◆ **Aim of the task**
Output only the lines below that start at the line containing "In this picture, where can the truck" and end at the line containing "In this picture, where can the fire helmet", with both ends kept.

◆ **Data in this exercise**

◆ ◆ ◆ ◆

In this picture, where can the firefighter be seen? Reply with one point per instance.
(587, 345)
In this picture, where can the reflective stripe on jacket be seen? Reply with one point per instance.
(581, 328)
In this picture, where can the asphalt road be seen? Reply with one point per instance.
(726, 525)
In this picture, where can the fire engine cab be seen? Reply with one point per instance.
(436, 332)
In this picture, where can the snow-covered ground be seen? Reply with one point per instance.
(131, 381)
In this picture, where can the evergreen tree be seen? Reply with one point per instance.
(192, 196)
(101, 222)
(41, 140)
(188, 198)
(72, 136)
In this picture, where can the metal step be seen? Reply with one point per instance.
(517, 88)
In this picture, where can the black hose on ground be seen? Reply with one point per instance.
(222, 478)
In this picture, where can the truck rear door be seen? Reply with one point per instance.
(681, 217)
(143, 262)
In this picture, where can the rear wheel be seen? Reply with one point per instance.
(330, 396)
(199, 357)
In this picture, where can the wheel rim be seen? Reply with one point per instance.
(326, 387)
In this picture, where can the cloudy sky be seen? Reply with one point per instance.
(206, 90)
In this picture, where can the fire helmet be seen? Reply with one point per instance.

◆ ◆ ◆ ◆

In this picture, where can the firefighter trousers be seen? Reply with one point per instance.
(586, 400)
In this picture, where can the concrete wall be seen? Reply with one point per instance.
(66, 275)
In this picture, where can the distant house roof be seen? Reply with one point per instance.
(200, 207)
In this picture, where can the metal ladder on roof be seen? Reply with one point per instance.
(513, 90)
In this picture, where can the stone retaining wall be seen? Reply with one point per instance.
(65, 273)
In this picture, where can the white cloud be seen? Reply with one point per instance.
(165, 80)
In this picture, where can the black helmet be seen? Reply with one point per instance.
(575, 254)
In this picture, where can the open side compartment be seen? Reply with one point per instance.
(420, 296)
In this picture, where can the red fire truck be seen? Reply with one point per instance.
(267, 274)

◆ ◆ ◆ ◆

◆ **Exercise solution**
In this picture, where can the truck rear door be seen? Reply with one point per instance.
(681, 217)
(143, 262)
In this picture, where can the rear wheel be seen? Reply with one point per instance.
(330, 396)
(199, 357)
In this picture, where can the wheel rim be seen? Reply with one point per instance.
(326, 387)
In this picture, where can the cloudy sky be seen? Reply with one point per instance.
(206, 90)
In this picture, where can the fire helmet be seen? Reply with one point per instance.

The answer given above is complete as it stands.